-- Exercise requirements --
List every line in the data below that contains the string "positive", copying each line in full.
Start of The input
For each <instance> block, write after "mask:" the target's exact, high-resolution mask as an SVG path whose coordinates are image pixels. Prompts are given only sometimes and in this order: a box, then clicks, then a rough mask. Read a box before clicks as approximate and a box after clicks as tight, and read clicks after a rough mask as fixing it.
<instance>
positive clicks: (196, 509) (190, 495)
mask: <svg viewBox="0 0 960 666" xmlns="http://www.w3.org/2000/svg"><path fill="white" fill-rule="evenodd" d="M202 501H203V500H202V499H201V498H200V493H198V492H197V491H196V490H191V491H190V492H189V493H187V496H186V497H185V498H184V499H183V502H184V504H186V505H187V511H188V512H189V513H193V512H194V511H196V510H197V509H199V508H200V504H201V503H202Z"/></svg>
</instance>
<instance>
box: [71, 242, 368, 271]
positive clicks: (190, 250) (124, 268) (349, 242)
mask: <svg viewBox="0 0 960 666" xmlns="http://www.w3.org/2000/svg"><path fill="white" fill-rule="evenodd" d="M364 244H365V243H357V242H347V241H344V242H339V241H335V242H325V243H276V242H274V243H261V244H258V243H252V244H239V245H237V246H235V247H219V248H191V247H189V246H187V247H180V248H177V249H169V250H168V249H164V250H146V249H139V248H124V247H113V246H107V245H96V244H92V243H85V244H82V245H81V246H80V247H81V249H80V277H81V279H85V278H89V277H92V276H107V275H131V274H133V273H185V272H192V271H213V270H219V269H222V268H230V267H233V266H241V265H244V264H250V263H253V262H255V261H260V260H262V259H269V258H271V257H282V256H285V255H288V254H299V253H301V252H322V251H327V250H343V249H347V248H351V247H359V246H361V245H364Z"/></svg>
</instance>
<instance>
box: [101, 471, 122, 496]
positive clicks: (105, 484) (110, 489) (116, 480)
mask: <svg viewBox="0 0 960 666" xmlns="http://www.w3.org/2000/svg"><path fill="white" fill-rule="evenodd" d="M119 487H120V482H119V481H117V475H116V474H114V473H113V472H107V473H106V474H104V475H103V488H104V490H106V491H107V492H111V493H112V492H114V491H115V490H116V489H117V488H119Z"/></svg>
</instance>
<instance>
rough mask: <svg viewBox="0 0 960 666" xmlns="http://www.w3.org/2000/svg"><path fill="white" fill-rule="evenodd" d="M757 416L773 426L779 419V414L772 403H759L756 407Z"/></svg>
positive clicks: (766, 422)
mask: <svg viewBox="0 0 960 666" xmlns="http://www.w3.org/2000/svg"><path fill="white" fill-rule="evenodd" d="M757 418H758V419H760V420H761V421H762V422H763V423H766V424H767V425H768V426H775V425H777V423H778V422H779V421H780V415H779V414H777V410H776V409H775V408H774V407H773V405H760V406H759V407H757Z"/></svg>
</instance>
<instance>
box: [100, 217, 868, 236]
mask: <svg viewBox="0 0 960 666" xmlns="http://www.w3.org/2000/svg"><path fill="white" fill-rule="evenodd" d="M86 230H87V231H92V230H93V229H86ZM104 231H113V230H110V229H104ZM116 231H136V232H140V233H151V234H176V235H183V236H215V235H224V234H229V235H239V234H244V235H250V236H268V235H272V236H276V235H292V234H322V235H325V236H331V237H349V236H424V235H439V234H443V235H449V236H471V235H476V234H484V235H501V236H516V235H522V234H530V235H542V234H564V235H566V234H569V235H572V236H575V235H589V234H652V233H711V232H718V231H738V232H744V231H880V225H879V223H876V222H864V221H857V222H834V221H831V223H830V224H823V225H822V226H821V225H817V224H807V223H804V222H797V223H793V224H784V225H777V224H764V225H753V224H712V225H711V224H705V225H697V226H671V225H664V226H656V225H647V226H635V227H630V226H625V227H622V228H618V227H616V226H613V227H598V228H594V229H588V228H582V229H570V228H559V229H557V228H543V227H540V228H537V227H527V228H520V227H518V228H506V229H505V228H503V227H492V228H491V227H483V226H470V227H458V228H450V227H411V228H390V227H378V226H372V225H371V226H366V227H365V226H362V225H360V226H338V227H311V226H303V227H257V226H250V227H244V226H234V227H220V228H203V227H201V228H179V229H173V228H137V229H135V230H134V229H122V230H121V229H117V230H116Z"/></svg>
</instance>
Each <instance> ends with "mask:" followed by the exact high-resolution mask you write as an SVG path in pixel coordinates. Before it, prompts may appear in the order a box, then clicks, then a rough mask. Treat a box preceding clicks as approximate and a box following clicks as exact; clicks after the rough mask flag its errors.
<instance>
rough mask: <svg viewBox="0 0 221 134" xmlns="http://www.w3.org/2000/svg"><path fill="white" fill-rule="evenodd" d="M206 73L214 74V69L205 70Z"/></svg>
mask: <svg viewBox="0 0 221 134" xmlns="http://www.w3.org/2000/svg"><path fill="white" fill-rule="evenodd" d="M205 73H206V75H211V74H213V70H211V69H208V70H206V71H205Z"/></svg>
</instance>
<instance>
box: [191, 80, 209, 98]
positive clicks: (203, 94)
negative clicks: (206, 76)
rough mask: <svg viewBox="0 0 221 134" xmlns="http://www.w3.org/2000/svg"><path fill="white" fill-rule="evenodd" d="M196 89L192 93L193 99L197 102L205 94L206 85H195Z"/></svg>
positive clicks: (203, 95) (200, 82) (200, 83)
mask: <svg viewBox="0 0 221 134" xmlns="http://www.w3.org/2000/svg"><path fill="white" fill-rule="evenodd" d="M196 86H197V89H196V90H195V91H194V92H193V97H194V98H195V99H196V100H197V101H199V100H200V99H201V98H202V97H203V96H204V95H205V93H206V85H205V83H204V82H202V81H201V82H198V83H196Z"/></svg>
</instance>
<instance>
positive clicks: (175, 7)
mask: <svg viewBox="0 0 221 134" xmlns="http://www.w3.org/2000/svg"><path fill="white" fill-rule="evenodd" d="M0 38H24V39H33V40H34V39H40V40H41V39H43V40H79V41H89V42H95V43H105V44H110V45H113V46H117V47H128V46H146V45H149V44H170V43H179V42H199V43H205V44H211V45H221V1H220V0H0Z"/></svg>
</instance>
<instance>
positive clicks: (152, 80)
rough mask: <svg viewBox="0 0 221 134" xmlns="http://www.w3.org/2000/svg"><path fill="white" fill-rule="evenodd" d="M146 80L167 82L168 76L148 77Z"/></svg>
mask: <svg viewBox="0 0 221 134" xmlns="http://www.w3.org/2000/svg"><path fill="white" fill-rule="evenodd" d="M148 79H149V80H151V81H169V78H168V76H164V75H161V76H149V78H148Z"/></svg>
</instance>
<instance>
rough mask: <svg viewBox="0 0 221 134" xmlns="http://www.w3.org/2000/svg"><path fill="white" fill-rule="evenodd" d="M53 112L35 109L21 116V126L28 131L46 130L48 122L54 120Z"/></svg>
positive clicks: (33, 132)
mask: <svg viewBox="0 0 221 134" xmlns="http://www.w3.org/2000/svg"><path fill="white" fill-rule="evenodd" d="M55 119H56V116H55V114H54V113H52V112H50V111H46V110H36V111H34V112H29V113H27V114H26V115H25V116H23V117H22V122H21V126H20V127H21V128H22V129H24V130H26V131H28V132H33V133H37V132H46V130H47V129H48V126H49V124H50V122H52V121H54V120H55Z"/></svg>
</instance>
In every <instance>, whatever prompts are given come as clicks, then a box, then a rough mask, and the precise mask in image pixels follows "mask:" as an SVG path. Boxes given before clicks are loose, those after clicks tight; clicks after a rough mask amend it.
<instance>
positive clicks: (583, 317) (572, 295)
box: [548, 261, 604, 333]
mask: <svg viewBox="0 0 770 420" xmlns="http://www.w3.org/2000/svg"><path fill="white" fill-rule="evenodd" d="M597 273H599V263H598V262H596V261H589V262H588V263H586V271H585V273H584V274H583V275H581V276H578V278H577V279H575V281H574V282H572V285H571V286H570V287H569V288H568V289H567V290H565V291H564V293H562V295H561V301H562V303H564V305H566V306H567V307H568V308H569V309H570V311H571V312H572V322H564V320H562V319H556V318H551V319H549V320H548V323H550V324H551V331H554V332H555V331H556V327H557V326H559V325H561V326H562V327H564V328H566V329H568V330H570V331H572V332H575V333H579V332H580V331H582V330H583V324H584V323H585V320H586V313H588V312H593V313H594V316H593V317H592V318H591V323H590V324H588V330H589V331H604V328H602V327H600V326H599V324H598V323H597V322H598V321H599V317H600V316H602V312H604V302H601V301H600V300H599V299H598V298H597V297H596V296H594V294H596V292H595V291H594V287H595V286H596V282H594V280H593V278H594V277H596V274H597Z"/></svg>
End of The input
-- Solution for this task --
positive clicks: (196, 509) (190, 495)
positive clicks: (190, 250) (124, 268) (349, 242)
positive clicks: (105, 484) (110, 489) (116, 480)
positive clicks: (766, 422)
positive clicks: (203, 94)
positive clicks: (203, 95) (200, 82) (200, 83)
positive clicks: (175, 7)
positive clicks: (152, 80)
positive clicks: (33, 132)
positive clicks: (583, 317) (572, 295)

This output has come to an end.